WHAT YOU WILL DO - Go line by line through the entries below and count those containing the string "outlines"; give only the count.

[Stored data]
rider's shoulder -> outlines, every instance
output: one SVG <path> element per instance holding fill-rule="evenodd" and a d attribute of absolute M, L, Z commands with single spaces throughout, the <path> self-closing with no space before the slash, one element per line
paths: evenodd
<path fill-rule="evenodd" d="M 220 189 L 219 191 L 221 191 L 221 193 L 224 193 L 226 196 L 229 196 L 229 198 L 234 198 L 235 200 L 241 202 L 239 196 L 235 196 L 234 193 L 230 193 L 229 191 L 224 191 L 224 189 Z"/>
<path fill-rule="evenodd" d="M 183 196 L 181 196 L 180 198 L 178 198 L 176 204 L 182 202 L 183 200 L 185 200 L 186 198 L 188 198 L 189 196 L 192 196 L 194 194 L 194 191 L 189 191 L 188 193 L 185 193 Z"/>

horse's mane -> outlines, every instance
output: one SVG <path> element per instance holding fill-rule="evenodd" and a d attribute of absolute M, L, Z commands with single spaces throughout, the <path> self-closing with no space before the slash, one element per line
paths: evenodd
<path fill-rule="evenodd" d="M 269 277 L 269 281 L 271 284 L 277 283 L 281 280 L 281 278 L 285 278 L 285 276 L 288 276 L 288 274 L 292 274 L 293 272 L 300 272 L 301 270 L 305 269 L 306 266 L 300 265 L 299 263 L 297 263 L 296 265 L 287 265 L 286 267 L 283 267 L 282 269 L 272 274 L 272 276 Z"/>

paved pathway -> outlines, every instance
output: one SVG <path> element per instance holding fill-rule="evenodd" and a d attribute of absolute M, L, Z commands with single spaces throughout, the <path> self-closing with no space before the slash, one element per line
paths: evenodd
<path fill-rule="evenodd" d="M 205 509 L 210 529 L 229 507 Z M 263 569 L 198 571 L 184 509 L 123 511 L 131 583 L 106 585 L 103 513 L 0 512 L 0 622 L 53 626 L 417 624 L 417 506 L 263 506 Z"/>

FINAL ANSWER - 3